* PROMPT
Each entry that follows needs to be written out exactly, with nothing left out.

* Saved entries
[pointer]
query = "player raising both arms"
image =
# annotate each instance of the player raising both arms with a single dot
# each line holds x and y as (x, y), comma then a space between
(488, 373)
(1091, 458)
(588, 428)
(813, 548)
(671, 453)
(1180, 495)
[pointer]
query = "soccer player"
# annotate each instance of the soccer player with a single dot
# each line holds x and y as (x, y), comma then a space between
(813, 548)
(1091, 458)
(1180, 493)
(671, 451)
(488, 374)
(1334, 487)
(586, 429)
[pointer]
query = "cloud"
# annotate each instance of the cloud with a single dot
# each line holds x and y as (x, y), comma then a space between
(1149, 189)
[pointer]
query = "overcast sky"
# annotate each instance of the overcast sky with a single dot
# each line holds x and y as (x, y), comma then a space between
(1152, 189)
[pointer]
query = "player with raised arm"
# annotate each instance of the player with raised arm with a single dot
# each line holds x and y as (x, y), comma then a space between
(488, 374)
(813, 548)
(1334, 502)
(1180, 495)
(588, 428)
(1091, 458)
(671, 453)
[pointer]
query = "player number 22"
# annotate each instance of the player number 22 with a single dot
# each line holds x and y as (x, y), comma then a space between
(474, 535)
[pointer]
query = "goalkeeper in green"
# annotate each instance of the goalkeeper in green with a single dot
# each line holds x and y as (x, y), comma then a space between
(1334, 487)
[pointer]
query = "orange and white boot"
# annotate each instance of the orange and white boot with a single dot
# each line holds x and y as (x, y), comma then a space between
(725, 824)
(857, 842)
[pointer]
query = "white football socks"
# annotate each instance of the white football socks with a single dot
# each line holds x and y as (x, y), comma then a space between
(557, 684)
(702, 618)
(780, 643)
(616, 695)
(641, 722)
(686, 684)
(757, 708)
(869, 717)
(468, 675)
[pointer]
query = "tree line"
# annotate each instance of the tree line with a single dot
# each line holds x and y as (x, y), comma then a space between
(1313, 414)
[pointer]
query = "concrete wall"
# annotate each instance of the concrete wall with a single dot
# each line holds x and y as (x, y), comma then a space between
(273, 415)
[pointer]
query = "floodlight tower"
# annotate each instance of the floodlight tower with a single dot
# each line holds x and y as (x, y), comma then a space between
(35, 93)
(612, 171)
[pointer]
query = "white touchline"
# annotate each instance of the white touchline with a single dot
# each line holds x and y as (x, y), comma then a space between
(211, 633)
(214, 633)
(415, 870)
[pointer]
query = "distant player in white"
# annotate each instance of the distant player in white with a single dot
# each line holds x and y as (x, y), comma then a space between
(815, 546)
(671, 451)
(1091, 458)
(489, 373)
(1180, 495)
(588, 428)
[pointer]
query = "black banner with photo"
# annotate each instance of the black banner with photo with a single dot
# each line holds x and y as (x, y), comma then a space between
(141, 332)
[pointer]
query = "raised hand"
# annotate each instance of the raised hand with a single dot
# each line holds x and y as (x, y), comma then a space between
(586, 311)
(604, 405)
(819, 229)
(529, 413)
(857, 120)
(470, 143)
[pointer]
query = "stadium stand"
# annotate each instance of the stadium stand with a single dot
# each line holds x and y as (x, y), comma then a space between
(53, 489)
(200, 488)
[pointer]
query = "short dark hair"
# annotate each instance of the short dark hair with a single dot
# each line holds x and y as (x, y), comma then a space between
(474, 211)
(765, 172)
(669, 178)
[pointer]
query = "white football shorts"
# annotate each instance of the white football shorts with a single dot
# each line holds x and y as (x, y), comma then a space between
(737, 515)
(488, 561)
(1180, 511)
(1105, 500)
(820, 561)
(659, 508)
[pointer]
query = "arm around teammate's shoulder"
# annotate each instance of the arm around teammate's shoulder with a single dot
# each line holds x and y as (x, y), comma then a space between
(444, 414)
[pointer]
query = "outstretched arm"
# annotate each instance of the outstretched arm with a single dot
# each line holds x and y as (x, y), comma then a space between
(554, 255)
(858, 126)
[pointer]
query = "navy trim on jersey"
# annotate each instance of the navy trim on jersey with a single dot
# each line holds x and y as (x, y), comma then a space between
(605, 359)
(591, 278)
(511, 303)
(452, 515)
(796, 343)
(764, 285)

* TASK RESPONSE
[pointer]
query = "player raising both arms"
image =
# annotate each instance of the player raising both arms with a single dot
# each line holds x and y as (x, y), comma then a space between
(488, 373)
(1091, 458)
(588, 428)
(813, 548)
(671, 453)
(1180, 495)
[pointer]
query = "soccer player"
# annotate each instance of the soccer player with a single dot
# each line holds x and y as (x, y), comma then a space between
(813, 548)
(1091, 458)
(1180, 493)
(671, 451)
(488, 374)
(1334, 487)
(586, 429)
[pointer]
query = "cloud"
# annotate each instance of the cloud with a single dot
# each line holds x and y as (x, y), comma then a space between
(1149, 189)
[pointer]
query = "overcast sky"
# annotate each instance of the overcast sky with a single dot
# each line holds x and y as (x, y), comma then a space between
(1152, 189)
[pointer]
query = "player with raised arm"
# annotate each instance of the player with raised arm with a single dot
# each line holds x and y as (x, y), comma then a space between
(488, 374)
(813, 548)
(1334, 502)
(1180, 495)
(588, 428)
(1091, 458)
(671, 453)
[pointer]
query = "player number 22"
# annotate each instance of the player number 22 with a single dot
# each line holds x and y as (x, y), comma then a space between
(474, 535)
[pointer]
query = "goalkeeper in green"
# annotate each instance of the goalkeeper in green with a single dot
# each line holds x and y as (x, y), comma then a space between
(1334, 487)
[pointer]
query = "orange and white boot"
# annotate each instance of the orange and white boot with a single dot
# each line holds x and y as (x, y), comma then a space between
(725, 824)
(857, 842)
[pointer]
query = "white football socks"
# annotate each instance of the white football socks with a single dot
# each line holds x and y as (x, y), comma then a space between
(557, 684)
(702, 618)
(780, 643)
(616, 695)
(641, 722)
(686, 684)
(757, 708)
(869, 717)
(468, 675)
[pointer]
query = "tree line"
# annotate each instance of the tree line with a single dot
# each line holds x and y as (x, y), comma then a space between
(1313, 414)
[pointer]
query = "concrete wall"
# annotate each instance of the concrete wall with a single dot
# each line holds x and y as (x, y), comma then a space between
(273, 415)
[pointer]
query = "floodlight tower"
# annotate each instance of the floodlight tower with a single dot
# each line holds x and y as (x, y), comma then a space between
(35, 93)
(612, 171)
[pointer]
query = "white touchline"
# annotate each instance of the white touchline with a single dot
# each line holds x and y as (x, y), comma then a space between
(211, 633)
(214, 633)
(415, 870)
[pointer]
query = "distant player in white"
# annotate each instance of the distant player in white with a single dot
# each line holds x and y as (x, y), comma then a space between
(815, 546)
(671, 451)
(1091, 458)
(489, 373)
(1180, 495)
(588, 428)
[pointer]
query = "black banner with photo"
# annotate each instance of the black banner with photo with a single dot
# each line holds x and y as (x, y), comma then a space between
(141, 332)
[pointer]
query = "raised hand"
# annotate each instance of the raised hand with a single dot
# each line holds x and y as (x, y), comma then a space between
(586, 311)
(604, 405)
(819, 229)
(529, 413)
(857, 120)
(470, 143)
[pointer]
query = "stadium stand"
# annotate each instance of the stadium stand with a single dot
# each line holds x and y as (x, y), comma then a space between
(53, 489)
(200, 488)
[pointer]
query = "short dark hair"
# annotate each instance of the short dark hair with a single dot
# each line holds x and y as (x, y), comma then a space between
(474, 211)
(765, 172)
(669, 178)
[pointer]
query = "white football shorts"
# annotate each instance of the white football shorts with a single dot
# each line holds x and y as (x, y), comma then a space between
(737, 515)
(488, 561)
(1180, 511)
(1105, 500)
(820, 561)
(659, 508)
[pointer]
query = "arm around teammate's shoulder"
# annotate each instance of the arm around teammate's shoulder with a single dot
# each line holds x and y as (x, y), comma then a space between
(444, 414)
[pointer]
query = "outstretched arm"
# annotate each instance of the outstretched arm with a single dot
# each line holds x and y as (x, y), comma then a space between
(554, 255)
(858, 126)
[pointer]
query = "navy trim on jersey"
# annotate each instance of the navy trim on jersey with a single dot
# each line holds x and y as (x, y), comma then a space between
(605, 359)
(591, 278)
(511, 303)
(452, 515)
(796, 343)
(764, 285)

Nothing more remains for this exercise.